- EXERCÍCIO ESCRITO 1
Transcreva, sem mudar nada, a parte do texto sobre a hospedagem na COP30 que se abre com as palavras "No dia 24 de" e se fecha com "orientem o visitante.".
- EXERCÍCIO ESCRITO 2
Retome o texto sobre a hospedagem na COP30 e escreva a continuação a partir da última frase.

- TRECHO
A menos de 5 meses para a Conferência das Nações Unidas sobre as Mudanças Climáticas (COP30), que será realizada em Belém (PA) em novembro, o número de leitos, o preço e a falta de informações oficiais sobre hospedagem para os participantes do evento ainda são problemas. A oferta de leitos já dobrou entre janeiro e maio – de 18 mil para 36 mil – mas ainda não há lugares suficientes para as 50 mil pessoas esperadas na cidade durante o evento.
O preço da estadia também assusta. O valor de acomodação para 11 dias pode chegar a R$ 2 milhões, de acordo com um levantamento realizado pelo jornal O Estado de S.Paulo. Dessa forma, a hospedagem pode se tornar um problema concreto, especialmente para ambientalistas e ativistas que não dispõem de financiamento.
A falta soluções sobre acomodações acaba, assim, criando um efeito cascata. Conforme a COP30 se aproxima, a tendência é os preços de acomodações e passagens subam ainda mais, gerando incertezas nos interessados em participar. Esse é o caso da jornalista Maristela Crispin, moradora de Fortaleza (CE) e cofundadora da Agência Eco Nordeste. A agência faz parte de uma coalizão de veículos de cobertura socioambiental, a Diários do Clima, que busca, desde o ano passado, encontrar uma casa que possa servir de base para as equipes.
“A gente está tentando criar essa casa socioambiental. Estamos buscando patrocínios para que ela aconteça. O maior desafio é mesmo o aluguel”, informa Maristela. Segundo ela, a especulação imobiliária fez com que um contrato prestes a ser fechado – um mês de aluguel por R$ 80 mil – foi recusado de última hora pelo proprietário, que propôs um novo valor, de R$ 270 mil Maristela também está tentando por conta própria encontrar alternativas, mas alega que o cenário é nebuloso. “A última cotação que eu fiz de passagens de Belém para Fortaleza já estava em R$ 2 mil o trecho. Ainda não desisti, mas está complicado”, desabafa.
No dia 24 de fevereiro, a plataforma oficial da COP30 divulgou que haveria mais informações sobre hospedagem, mas até o momento, não houve nenhuma mudança. O próprio governo do Pará, que fez parcerias com a rede hoteleira, com aplicativos de hospedagens e contribuiu para o aumento de leitos, não disponibiliza informações que orientem o visitante.

- DADOS EXIBIDOS
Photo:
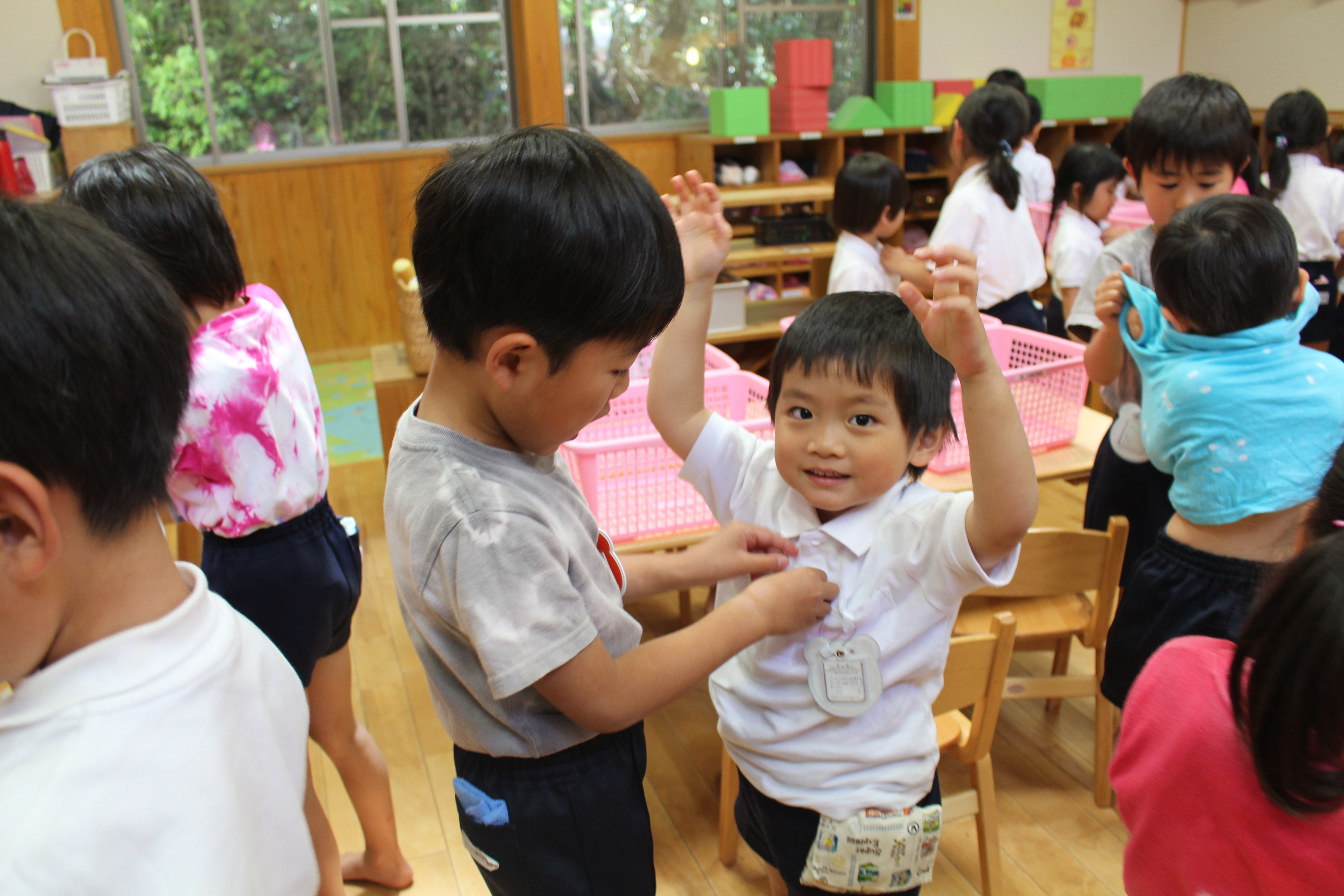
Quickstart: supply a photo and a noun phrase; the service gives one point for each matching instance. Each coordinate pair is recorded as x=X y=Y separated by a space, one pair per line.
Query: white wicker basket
x=100 y=103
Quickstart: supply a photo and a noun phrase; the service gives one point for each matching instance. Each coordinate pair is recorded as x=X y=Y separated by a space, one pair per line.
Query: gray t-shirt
x=1136 y=249
x=501 y=582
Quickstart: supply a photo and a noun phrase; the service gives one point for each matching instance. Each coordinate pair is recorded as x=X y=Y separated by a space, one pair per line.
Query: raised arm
x=677 y=381
x=1002 y=471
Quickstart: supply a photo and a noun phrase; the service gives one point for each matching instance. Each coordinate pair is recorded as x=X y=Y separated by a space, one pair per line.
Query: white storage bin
x=730 y=304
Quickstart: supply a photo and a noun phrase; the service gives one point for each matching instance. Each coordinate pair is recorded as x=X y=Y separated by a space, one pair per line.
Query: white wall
x=30 y=38
x=1268 y=47
x=972 y=38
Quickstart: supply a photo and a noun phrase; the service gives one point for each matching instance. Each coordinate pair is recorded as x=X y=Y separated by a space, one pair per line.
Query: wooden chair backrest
x=1072 y=561
x=978 y=666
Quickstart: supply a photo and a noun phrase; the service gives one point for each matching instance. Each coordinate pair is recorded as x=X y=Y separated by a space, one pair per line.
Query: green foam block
x=1087 y=96
x=737 y=112
x=858 y=113
x=908 y=104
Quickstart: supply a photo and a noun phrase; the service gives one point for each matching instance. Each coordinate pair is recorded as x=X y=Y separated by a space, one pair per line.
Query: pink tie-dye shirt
x=252 y=451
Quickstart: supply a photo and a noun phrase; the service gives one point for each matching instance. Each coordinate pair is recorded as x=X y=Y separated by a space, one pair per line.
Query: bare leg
x=324 y=843
x=362 y=770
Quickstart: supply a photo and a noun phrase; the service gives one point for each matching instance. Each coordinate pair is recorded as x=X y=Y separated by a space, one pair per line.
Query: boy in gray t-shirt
x=1189 y=140
x=546 y=262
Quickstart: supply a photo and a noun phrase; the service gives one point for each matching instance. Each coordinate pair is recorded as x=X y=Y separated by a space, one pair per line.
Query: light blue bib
x=1247 y=422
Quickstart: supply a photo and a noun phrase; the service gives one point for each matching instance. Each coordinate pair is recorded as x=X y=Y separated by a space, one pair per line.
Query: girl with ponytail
x=986 y=212
x=1311 y=195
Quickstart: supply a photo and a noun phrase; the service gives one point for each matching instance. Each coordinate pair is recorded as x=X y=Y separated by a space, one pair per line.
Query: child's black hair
x=550 y=232
x=1226 y=264
x=1009 y=79
x=1328 y=508
x=869 y=183
x=1295 y=123
x=1089 y=164
x=873 y=339
x=156 y=201
x=95 y=363
x=994 y=120
x=1190 y=120
x=1287 y=682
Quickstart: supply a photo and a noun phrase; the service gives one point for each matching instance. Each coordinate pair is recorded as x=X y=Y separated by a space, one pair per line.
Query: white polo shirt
x=1005 y=240
x=1038 y=175
x=902 y=563
x=166 y=760
x=1314 y=203
x=1076 y=249
x=857 y=268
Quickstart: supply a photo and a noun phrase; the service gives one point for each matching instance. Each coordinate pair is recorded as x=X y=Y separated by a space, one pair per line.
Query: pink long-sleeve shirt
x=252 y=451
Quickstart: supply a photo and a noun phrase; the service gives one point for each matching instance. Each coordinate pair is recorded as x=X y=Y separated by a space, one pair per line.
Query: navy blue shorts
x=1177 y=590
x=1019 y=311
x=299 y=582
x=578 y=824
x=783 y=836
x=1138 y=492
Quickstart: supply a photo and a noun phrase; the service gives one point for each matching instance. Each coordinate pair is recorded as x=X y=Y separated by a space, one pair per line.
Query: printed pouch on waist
x=874 y=852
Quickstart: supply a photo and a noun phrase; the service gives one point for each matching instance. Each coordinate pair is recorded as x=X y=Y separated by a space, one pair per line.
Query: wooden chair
x=1046 y=596
x=978 y=666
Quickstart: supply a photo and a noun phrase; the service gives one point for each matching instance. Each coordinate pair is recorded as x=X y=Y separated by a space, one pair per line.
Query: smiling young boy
x=861 y=398
x=546 y=262
x=1190 y=139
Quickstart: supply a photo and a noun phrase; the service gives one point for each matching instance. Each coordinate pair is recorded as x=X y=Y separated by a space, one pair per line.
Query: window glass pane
x=267 y=74
x=648 y=60
x=169 y=72
x=456 y=80
x=365 y=84
x=846 y=27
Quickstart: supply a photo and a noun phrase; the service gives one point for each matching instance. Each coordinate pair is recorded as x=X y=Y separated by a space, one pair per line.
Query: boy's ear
x=510 y=355
x=1300 y=293
x=925 y=446
x=30 y=538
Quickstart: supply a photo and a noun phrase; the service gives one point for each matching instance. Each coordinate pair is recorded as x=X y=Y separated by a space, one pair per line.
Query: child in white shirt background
x=986 y=210
x=861 y=402
x=1311 y=195
x=870 y=206
x=1085 y=194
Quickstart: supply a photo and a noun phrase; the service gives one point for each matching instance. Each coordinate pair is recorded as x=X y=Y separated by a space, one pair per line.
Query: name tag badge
x=843 y=675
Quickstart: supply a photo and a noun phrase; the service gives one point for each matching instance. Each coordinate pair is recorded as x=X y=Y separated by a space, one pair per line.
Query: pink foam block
x=962 y=88
x=804 y=64
x=795 y=109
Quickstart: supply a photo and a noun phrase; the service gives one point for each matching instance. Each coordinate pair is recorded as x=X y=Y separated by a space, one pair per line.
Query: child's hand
x=1109 y=302
x=792 y=601
x=738 y=549
x=706 y=237
x=951 y=320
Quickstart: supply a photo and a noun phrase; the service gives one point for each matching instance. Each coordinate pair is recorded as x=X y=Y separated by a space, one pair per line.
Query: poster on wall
x=1072 y=30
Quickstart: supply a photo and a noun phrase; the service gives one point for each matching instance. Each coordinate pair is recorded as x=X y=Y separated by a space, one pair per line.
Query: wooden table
x=1068 y=463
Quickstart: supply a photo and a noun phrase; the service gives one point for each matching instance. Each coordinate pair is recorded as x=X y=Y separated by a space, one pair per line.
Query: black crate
x=781 y=230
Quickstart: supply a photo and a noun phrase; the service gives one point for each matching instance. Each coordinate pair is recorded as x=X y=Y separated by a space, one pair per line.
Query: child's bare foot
x=394 y=875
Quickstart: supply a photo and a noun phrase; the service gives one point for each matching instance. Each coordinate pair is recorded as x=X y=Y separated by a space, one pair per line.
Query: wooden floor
x=1054 y=839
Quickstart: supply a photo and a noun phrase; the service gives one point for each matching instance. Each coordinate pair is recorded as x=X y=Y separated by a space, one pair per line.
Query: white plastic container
x=730 y=305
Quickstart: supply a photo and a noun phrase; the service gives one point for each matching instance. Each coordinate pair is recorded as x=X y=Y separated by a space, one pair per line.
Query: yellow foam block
x=945 y=108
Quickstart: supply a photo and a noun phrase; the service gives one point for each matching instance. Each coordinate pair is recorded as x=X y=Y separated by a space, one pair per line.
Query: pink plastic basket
x=1047 y=381
x=629 y=475
x=714 y=361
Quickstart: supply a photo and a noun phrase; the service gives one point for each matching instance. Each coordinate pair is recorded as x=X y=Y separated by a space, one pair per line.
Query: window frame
x=393 y=22
x=768 y=7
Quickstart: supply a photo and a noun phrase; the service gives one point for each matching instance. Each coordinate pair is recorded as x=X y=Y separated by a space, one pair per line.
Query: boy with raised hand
x=155 y=742
x=546 y=262
x=832 y=727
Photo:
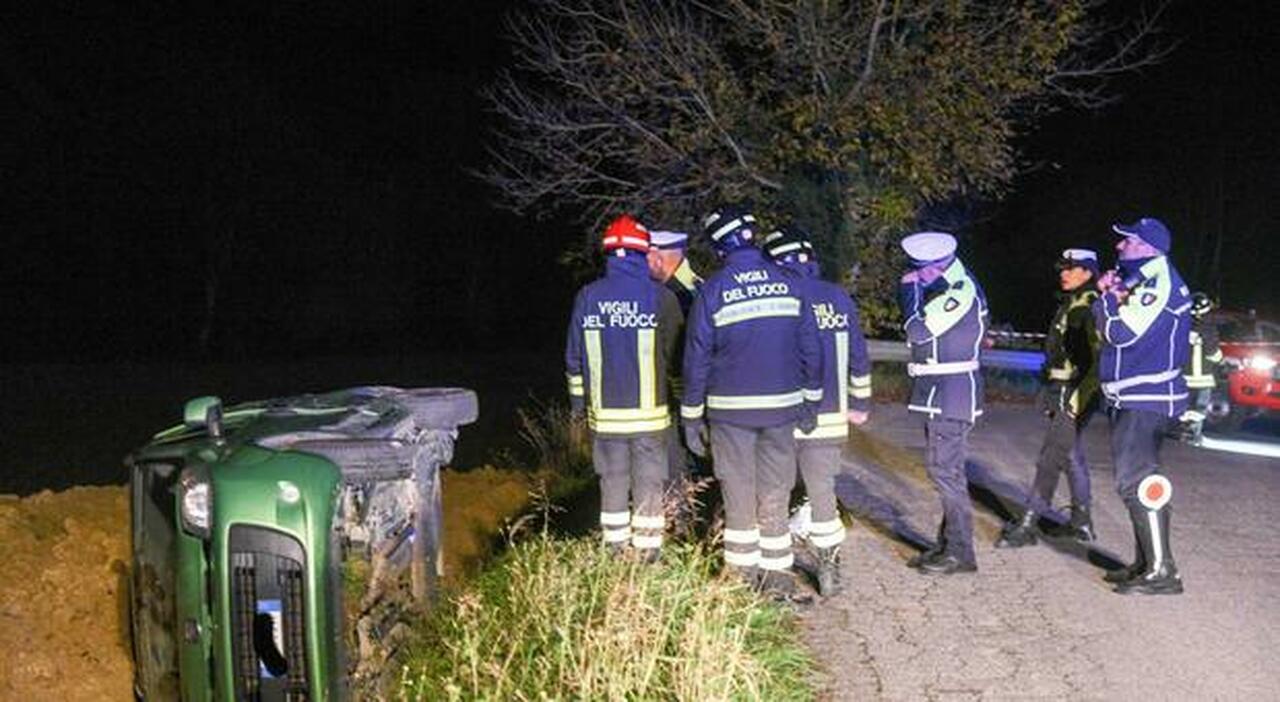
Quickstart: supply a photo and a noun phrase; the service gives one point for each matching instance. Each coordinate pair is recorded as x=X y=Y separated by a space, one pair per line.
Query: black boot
x=1160 y=577
x=1139 y=560
x=1020 y=533
x=1082 y=524
x=933 y=552
x=828 y=571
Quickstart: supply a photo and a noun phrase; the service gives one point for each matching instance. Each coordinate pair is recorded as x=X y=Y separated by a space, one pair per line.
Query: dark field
x=71 y=424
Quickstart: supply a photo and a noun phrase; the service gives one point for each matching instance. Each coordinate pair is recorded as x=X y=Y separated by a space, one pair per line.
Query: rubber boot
x=1082 y=524
x=828 y=571
x=1139 y=560
x=1023 y=533
x=933 y=552
x=1160 y=577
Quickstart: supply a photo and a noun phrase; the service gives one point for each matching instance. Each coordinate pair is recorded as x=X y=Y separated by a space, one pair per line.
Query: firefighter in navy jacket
x=1143 y=315
x=621 y=338
x=753 y=372
x=846 y=391
x=945 y=314
x=1070 y=397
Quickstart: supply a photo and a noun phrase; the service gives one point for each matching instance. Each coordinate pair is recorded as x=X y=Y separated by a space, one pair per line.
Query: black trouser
x=1136 y=438
x=757 y=470
x=945 y=457
x=1063 y=451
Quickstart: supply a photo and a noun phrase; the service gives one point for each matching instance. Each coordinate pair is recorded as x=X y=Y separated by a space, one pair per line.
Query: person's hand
x=808 y=419
x=695 y=437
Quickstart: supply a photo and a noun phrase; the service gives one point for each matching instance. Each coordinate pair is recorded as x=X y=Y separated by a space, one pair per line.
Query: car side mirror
x=204 y=411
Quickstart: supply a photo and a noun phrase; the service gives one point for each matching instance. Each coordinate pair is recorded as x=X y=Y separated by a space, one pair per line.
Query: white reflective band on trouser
x=780 y=563
x=615 y=519
x=776 y=543
x=941 y=369
x=641 y=522
x=755 y=309
x=1114 y=387
x=647 y=541
x=743 y=560
x=743 y=536
x=754 y=401
x=828 y=541
x=617 y=536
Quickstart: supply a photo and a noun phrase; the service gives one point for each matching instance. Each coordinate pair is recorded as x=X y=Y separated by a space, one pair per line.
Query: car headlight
x=1260 y=363
x=196 y=504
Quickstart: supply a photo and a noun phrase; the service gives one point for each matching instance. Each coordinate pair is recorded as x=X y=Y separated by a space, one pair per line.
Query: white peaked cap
x=929 y=246
x=667 y=240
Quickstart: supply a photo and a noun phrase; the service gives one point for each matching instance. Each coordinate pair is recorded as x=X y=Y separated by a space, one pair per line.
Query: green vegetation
x=561 y=619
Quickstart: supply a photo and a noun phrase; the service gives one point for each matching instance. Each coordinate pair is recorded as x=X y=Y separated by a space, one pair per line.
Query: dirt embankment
x=64 y=580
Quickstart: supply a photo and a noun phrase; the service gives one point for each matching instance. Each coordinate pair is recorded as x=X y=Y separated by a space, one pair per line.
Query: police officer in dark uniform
x=1069 y=400
x=1201 y=372
x=753 y=372
x=945 y=313
x=1143 y=315
x=670 y=267
x=621 y=337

- RESPOSTA DO EXERCÍCIO 1
No dia 24 de fevereiro, a plataforma oficial da COP30 divulgou que haveria mais informações sobre hospedagem, mas até o momento, não houve nenhuma mudança. O próprio governo do Pará, que fez parcerias com a rede hoteleira, com aplicativos de hospedagens e contribuiu para o aumento de leitos, não disponibiliza informações que orientem o visitante.

- RESPOSTA DO EXERCÍCIO 2
Segundo Raquel Ferreira, influenciadora digital e fundadora da agência de turismo Monotour, esse vazio de informações institucionais é o principal problema, mas não o único. “Muita gente está vendo a COP como um evento turístico. E não é. É uma agenda socioambiental, e quem não tem o compromisso com essa pauta, seja profissional, militante ou para estudo, pode visitar a cidade em um outro momento”, argumenta. No entanto, para ela, apesar das falhas das políticas de turismo federal, estadual e municipais [das cidades da Grande Belém], Belém será capaz de receber o evento.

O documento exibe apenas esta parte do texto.